## TEXT SEGMENT
__________
You're correct. I didn't test the code well, and seem to have gotten several things backward or out of whack. Here's properly tested code (I hope):

#!/your/perl/here
use strict;
use warnings;

my $str="17:43:33:21:23:19:27:6";      
my %hash=split/:/,$str;                
my $count;
my %ad_lookup;
foreach my $k(keys %hash)              
{              
    $count += $k;                        
    $ad_lookup{$count} = $hash{$k};
}                        

my @ad_lookup_sorted_keys = sort {$b <=> $a} keys %ad_lookup;

my %seen;
for my $rand ( 1..$count )
{
#    my $rand = rand($count);    
    my $adid;
    foreach my $key ( @ad_lookup_sorted_keys )
    {
        if ( $rand <= $key )
        {
            $adid = $ad_lookup{$key};
        }
        else
        {
            last;
        }
    }
#    print "$adid\n";
    $seen{$adid}++;
}
foreach my $k ( sort {$a <=> $b} keys %seen )
{
    print "\$seen{$k}: $seen{$k}\n";
}
[download]

Which outputs:

$seen{6}: 27
$seen{19}: 23
$seen{21}: 33
$seen{43}: 17
[download]

[There would be a slight shift going back to rand, because of the 0..99 and 1..100 difference. I believe you just need to change:

    $ad_lookup{$count} = $hash{$k};
[download]

to:

    $ad_lookup{$count-1} = $hash{$k};
[download]

]

I should note there are several ways to do this and get it right, and this is but one. Also, the key sort is only done once. A binary search on the keyspace would be faster, if there are many keys, but I'd estimate you would need a hundred keys or so to make it worth while. [Feel free to test that if you like]
__________
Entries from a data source
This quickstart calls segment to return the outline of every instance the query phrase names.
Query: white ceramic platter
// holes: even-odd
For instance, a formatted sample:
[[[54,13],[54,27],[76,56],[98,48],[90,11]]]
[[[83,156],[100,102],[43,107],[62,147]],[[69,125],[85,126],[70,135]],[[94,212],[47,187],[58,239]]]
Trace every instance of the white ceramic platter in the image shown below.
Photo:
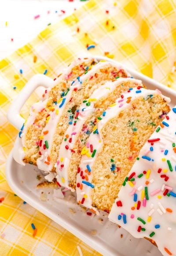
[[[98,60],[104,59],[115,62],[105,57],[95,57]],[[176,92],[136,71],[126,69],[134,78],[142,80],[148,89],[158,88],[163,94],[170,97],[171,107],[176,105]],[[33,90],[36,87],[34,86]],[[18,102],[15,101],[13,107],[10,108],[7,117],[10,122],[16,127],[20,127],[23,121],[17,111],[19,111],[31,93],[31,90],[28,89],[27,86],[25,87],[19,94],[22,100],[19,102],[18,97]],[[15,107],[15,104],[16,108]],[[18,120],[18,124],[16,120]],[[99,216],[88,215],[86,211],[76,203],[74,194],[70,198],[69,192],[66,192],[64,200],[56,201],[53,199],[52,189],[37,189],[36,186],[39,183],[37,179],[37,175],[42,176],[37,167],[28,164],[25,166],[18,164],[13,159],[11,152],[7,162],[6,176],[8,183],[14,192],[91,247],[108,256],[161,255],[158,248],[146,239],[135,238],[122,228],[119,228],[116,224],[110,222],[106,213],[101,212]],[[44,192],[45,201],[41,200],[42,192]]]

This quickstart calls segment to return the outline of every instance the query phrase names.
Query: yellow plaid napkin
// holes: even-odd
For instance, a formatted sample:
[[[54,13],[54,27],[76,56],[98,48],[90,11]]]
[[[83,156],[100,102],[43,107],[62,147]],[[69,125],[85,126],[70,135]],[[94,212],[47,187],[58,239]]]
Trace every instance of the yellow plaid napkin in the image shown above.
[[[18,133],[6,115],[12,100],[33,75],[47,70],[46,75],[55,78],[76,56],[87,53],[90,45],[95,48],[90,53],[114,55],[119,61],[175,89],[176,12],[174,0],[90,0],[0,61],[0,255],[78,255],[77,245],[84,255],[98,255],[24,204],[7,184],[5,164]],[[36,93],[29,98],[22,111],[25,117],[38,98]],[[37,228],[35,237],[31,223]]]

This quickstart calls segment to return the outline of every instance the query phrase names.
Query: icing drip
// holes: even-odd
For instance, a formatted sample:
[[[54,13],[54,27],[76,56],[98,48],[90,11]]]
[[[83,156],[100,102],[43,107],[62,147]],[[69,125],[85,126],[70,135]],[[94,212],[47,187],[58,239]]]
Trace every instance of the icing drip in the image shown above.
[[[115,103],[108,107],[103,113],[101,116],[102,119],[98,123],[97,127],[94,127],[93,132],[91,134],[87,141],[90,147],[84,147],[82,151],[82,156],[77,176],[77,200],[79,203],[91,209],[97,214],[98,211],[92,206],[91,193],[94,187],[92,183],[92,169],[96,157],[103,145],[101,131],[107,122],[116,117],[123,109],[128,107],[133,100],[154,94],[160,94],[167,102],[170,102],[170,99],[163,96],[159,91],[147,90],[140,88],[140,87],[137,88],[130,88],[128,91],[123,93],[123,98],[120,97],[117,99]]]
[[[175,107],[142,148],[109,215],[167,256],[176,255],[176,121]]]
[[[70,188],[68,179],[68,171],[74,143],[86,120],[94,112],[95,103],[103,97],[108,97],[110,93],[123,83],[130,81],[132,81],[134,83],[136,83],[139,86],[142,86],[140,80],[131,78],[120,78],[113,82],[107,82],[95,90],[87,101],[83,101],[83,104],[77,110],[73,118],[73,120],[76,120],[76,123],[74,122],[70,125],[65,133],[64,138],[66,139],[63,139],[62,141],[58,159],[55,164],[58,173],[56,178],[61,185]]]

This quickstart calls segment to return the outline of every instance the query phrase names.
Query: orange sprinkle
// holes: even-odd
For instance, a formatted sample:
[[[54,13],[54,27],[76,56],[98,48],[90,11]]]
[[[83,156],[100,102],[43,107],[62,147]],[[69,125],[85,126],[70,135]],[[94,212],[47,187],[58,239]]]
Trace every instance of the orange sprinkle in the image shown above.
[[[2,203],[3,201],[4,201],[4,197],[1,197],[1,198],[0,198],[0,203]]]
[[[161,124],[160,124],[160,125],[161,127],[161,128],[163,128],[164,127],[164,125],[163,124],[162,124],[162,123],[161,123]]]
[[[85,179],[86,180],[86,181],[88,181],[88,177],[87,175],[85,175]]]
[[[34,62],[34,63],[35,63],[36,62],[37,59],[37,56],[33,56],[33,62]]]
[[[168,211],[168,212],[172,212],[172,209],[170,209],[170,208],[166,208],[165,210],[167,211]]]
[[[169,252],[169,251],[168,250],[168,249],[167,249],[165,247],[165,250],[166,252],[167,253],[168,253],[168,254],[169,255],[172,255],[172,254],[170,252]]]
[[[48,133],[48,131],[44,131],[44,135],[46,135]]]
[[[37,234],[37,229],[36,228],[35,229],[35,230],[33,230],[33,237],[35,237],[35,236],[36,235],[36,234]]]
[[[50,163],[49,163],[49,162],[46,162],[46,161],[44,161],[44,163],[45,164],[47,164],[47,165],[48,165],[48,166],[49,166],[49,165],[50,165]]]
__________
## WHAT THIS TASK INVOLVES
Answer these questions about the forum post on Perl code:
1. What count does the output give for $seen{21}?
2. What should the line "$ad_lookup{$count} = $hash{$k};" be changed to when going back to rand?
3. About how many keys does the post estimate are needed before a binary search becomes worthwhile?

## SOLVED PROBLEM
1. 33
2. $ad_lookup{$count-1} = $hash{$k};
3. About a hundred